→ Problem statement:
Keep the pictures out of the copy and print all the entries below exactly.
(Exercise data Opens)
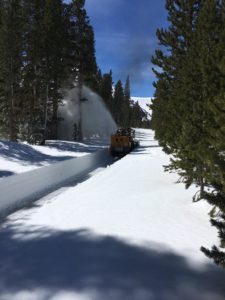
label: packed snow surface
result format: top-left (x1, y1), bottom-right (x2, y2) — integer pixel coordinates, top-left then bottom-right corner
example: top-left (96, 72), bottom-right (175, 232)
top-left (0, 129), bottom-right (225, 300)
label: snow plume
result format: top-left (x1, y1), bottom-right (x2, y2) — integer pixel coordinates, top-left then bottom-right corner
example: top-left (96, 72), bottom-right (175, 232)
top-left (57, 86), bottom-right (117, 141)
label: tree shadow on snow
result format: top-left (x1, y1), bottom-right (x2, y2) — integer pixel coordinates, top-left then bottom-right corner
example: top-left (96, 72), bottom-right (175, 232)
top-left (135, 131), bottom-right (153, 141)
top-left (0, 226), bottom-right (224, 300)
top-left (47, 139), bottom-right (109, 154)
top-left (0, 140), bottom-right (74, 165)
top-left (129, 144), bottom-right (160, 155)
top-left (0, 170), bottom-right (15, 178)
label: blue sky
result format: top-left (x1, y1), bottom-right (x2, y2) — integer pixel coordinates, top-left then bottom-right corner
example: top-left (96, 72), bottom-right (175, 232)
top-left (85, 0), bottom-right (168, 97)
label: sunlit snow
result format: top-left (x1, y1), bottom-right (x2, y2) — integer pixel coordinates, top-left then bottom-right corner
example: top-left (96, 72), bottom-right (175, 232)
top-left (0, 129), bottom-right (224, 300)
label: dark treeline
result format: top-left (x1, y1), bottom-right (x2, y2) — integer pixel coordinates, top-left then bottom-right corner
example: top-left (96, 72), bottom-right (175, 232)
top-left (98, 72), bottom-right (150, 129)
top-left (0, 0), bottom-right (148, 143)
top-left (151, 0), bottom-right (225, 268)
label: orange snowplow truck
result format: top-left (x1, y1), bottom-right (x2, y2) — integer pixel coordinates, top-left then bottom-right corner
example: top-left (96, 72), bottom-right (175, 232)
top-left (110, 128), bottom-right (139, 156)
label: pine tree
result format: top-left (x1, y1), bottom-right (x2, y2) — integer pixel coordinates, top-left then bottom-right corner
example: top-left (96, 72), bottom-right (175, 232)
top-left (0, 0), bottom-right (99, 142)
top-left (99, 70), bottom-right (113, 110)
top-left (21, 0), bottom-right (69, 140)
top-left (0, 0), bottom-right (24, 141)
top-left (113, 80), bottom-right (124, 126)
top-left (66, 0), bottom-right (98, 140)
top-left (67, 0), bottom-right (97, 88)
top-left (181, 0), bottom-right (221, 196)
top-left (123, 75), bottom-right (131, 126)
top-left (201, 215), bottom-right (225, 268)
top-left (198, 0), bottom-right (225, 267)
top-left (152, 0), bottom-right (225, 268)
top-left (151, 0), bottom-right (203, 154)
top-left (151, 0), bottom-right (207, 193)
top-left (129, 100), bottom-right (143, 128)
top-left (41, 0), bottom-right (67, 139)
top-left (94, 68), bottom-right (102, 94)
top-left (21, 0), bottom-right (47, 140)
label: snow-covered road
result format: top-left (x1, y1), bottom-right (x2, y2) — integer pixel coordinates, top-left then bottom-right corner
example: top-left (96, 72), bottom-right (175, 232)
top-left (0, 129), bottom-right (225, 300)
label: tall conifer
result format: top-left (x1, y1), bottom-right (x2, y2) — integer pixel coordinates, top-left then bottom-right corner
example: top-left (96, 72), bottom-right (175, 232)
top-left (0, 0), bottom-right (23, 140)
top-left (99, 70), bottom-right (113, 109)
top-left (199, 0), bottom-right (225, 267)
top-left (123, 75), bottom-right (131, 126)
top-left (113, 80), bottom-right (124, 126)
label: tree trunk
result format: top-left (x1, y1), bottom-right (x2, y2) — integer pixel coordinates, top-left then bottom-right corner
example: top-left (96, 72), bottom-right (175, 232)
top-left (9, 57), bottom-right (16, 141)
top-left (77, 72), bottom-right (83, 141)
top-left (44, 83), bottom-right (49, 141)
top-left (200, 175), bottom-right (205, 198)
top-left (52, 79), bottom-right (58, 139)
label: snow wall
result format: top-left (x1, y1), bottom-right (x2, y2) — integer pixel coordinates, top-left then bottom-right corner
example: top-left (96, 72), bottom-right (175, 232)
top-left (0, 149), bottom-right (110, 217)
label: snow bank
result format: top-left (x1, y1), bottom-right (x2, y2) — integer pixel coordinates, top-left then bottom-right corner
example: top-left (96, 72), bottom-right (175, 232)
top-left (0, 149), bottom-right (109, 217)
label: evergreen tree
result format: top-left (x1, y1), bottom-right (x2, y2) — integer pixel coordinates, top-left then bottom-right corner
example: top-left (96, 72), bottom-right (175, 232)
top-left (179, 0), bottom-right (221, 196)
top-left (99, 70), bottom-right (113, 110)
top-left (94, 68), bottom-right (102, 94)
top-left (201, 215), bottom-right (225, 268)
top-left (0, 0), bottom-right (24, 140)
top-left (21, 0), bottom-right (45, 139)
top-left (129, 100), bottom-right (143, 128)
top-left (152, 0), bottom-right (225, 267)
top-left (198, 0), bottom-right (225, 267)
top-left (151, 0), bottom-right (203, 154)
top-left (124, 75), bottom-right (130, 100)
top-left (113, 80), bottom-right (124, 126)
top-left (41, 0), bottom-right (67, 139)
top-left (67, 0), bottom-right (97, 88)
top-left (66, 0), bottom-right (98, 140)
top-left (0, 0), bottom-right (99, 141)
top-left (123, 75), bottom-right (131, 126)
top-left (151, 0), bottom-right (207, 192)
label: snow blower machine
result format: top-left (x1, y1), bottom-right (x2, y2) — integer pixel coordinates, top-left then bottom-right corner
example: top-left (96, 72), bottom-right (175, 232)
top-left (110, 128), bottom-right (139, 156)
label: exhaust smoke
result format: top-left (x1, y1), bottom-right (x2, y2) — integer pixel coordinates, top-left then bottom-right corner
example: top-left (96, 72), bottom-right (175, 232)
(Exercise data Closes)
→ Response below:
label: packed snow surface
result format: top-left (x1, y1), bottom-right (x2, y2) — integer pixel coordinates, top-left then bottom-right corner
example: top-left (96, 72), bottom-right (175, 232)
top-left (0, 129), bottom-right (225, 300)
label: snow plume
result format: top-left (x1, y1), bottom-right (x2, y2) — integer pixel coordinates, top-left then bottom-right corner
example: top-left (96, 72), bottom-right (175, 232)
top-left (57, 86), bottom-right (117, 141)
label: tree shadow on snow
result format: top-left (x1, y1), bottom-right (x2, y2) — integer pixel coordinates, top-left then bottom-right corner
example: top-left (96, 72), bottom-right (175, 232)
top-left (135, 131), bottom-right (153, 141)
top-left (0, 226), bottom-right (224, 300)
top-left (47, 139), bottom-right (109, 154)
top-left (0, 140), bottom-right (74, 165)
top-left (129, 144), bottom-right (160, 155)
top-left (0, 170), bottom-right (15, 178)
label: blue sky
result format: top-left (x1, y1), bottom-right (x2, y2) — integer pixel coordinates, top-left then bottom-right corner
example: top-left (96, 72), bottom-right (175, 232)
top-left (85, 0), bottom-right (168, 97)
label: sunlit snow
result format: top-left (x1, y1), bottom-right (x2, y2) — integer pixel coordinates, top-left then bottom-right corner
example: top-left (96, 72), bottom-right (175, 232)
top-left (0, 129), bottom-right (224, 300)
label: dark treeline
result format: top-left (x1, y1), bottom-right (x2, y2) — integer pixel coordinates, top-left then bottom-right corner
example: top-left (96, 72), bottom-right (175, 232)
top-left (98, 72), bottom-right (150, 129)
top-left (0, 0), bottom-right (148, 143)
top-left (151, 0), bottom-right (225, 268)
label: orange snowplow truck
result format: top-left (x1, y1), bottom-right (x2, y2) — integer pixel coordinates, top-left then bottom-right corner
example: top-left (96, 72), bottom-right (175, 232)
top-left (110, 128), bottom-right (139, 156)
label: pine tree
result format: top-left (x1, y1), bottom-right (x2, y2) — integer pixel coordinates, top-left then bottom-right corner
example: top-left (96, 72), bottom-right (175, 232)
top-left (0, 0), bottom-right (99, 142)
top-left (99, 70), bottom-right (113, 110)
top-left (21, 0), bottom-right (69, 140)
top-left (0, 0), bottom-right (24, 141)
top-left (113, 80), bottom-right (124, 126)
top-left (66, 0), bottom-right (98, 140)
top-left (67, 0), bottom-right (97, 88)
top-left (181, 0), bottom-right (221, 196)
top-left (123, 75), bottom-right (131, 126)
top-left (201, 215), bottom-right (225, 268)
top-left (198, 0), bottom-right (225, 267)
top-left (152, 0), bottom-right (225, 268)
top-left (151, 0), bottom-right (203, 154)
top-left (151, 0), bottom-right (207, 193)
top-left (129, 100), bottom-right (143, 128)
top-left (41, 0), bottom-right (67, 139)
top-left (94, 68), bottom-right (102, 94)
top-left (21, 0), bottom-right (47, 140)
label: snow-covered road
result format: top-left (x1, y1), bottom-right (x2, y2) — integer pixel coordinates, top-left then bottom-right corner
example: top-left (96, 72), bottom-right (175, 232)
top-left (0, 129), bottom-right (225, 300)
label: tall conifer
result format: top-left (x1, y1), bottom-right (x2, y2) — integer pixel coordinates, top-left then bottom-right corner
example: top-left (96, 72), bottom-right (175, 232)
top-left (0, 0), bottom-right (23, 140)
top-left (99, 70), bottom-right (113, 109)
top-left (199, 0), bottom-right (225, 267)
top-left (123, 75), bottom-right (131, 126)
top-left (113, 80), bottom-right (124, 126)
label: tree trunk
result format: top-left (x1, y1), bottom-right (x2, y2) — integer pixel coordinates, top-left then bottom-right corner
example: top-left (96, 72), bottom-right (175, 232)
top-left (9, 57), bottom-right (16, 141)
top-left (77, 72), bottom-right (83, 141)
top-left (44, 83), bottom-right (49, 141)
top-left (200, 175), bottom-right (205, 198)
top-left (52, 79), bottom-right (58, 139)
label: snow wall
result format: top-left (x1, y1), bottom-right (x2, y2) — integer pixel coordinates, top-left then bottom-right corner
example: top-left (96, 72), bottom-right (175, 232)
top-left (0, 149), bottom-right (110, 217)
label: snow bank
result format: top-left (x1, y1), bottom-right (x2, y2) — integer pixel coordinates, top-left then bottom-right corner
example: top-left (96, 72), bottom-right (175, 232)
top-left (0, 149), bottom-right (109, 217)
label: evergreen tree
result format: top-left (x1, y1), bottom-right (x2, y2) — integer pixel coordinates, top-left then bottom-right corner
example: top-left (96, 72), bottom-right (175, 232)
top-left (179, 0), bottom-right (221, 196)
top-left (99, 70), bottom-right (113, 110)
top-left (94, 68), bottom-right (102, 94)
top-left (201, 215), bottom-right (225, 268)
top-left (0, 0), bottom-right (24, 140)
top-left (21, 0), bottom-right (45, 139)
top-left (129, 100), bottom-right (143, 128)
top-left (152, 0), bottom-right (225, 267)
top-left (198, 0), bottom-right (225, 267)
top-left (151, 0), bottom-right (203, 154)
top-left (124, 75), bottom-right (130, 100)
top-left (113, 80), bottom-right (124, 126)
top-left (41, 0), bottom-right (67, 139)
top-left (67, 0), bottom-right (97, 88)
top-left (66, 0), bottom-right (98, 140)
top-left (0, 0), bottom-right (99, 141)
top-left (123, 75), bottom-right (131, 126)
top-left (151, 0), bottom-right (207, 192)
label: snow blower machine
result format: top-left (x1, y1), bottom-right (x2, y2) — integer pixel coordinates, top-left then bottom-right corner
example: top-left (96, 72), bottom-right (175, 232)
top-left (110, 128), bottom-right (139, 156)
label: exhaust smoke
result format: top-left (x1, y1), bottom-right (x2, y2) — integer pixel coordinates, top-left then bottom-right corner
example: top-left (96, 72), bottom-right (175, 232)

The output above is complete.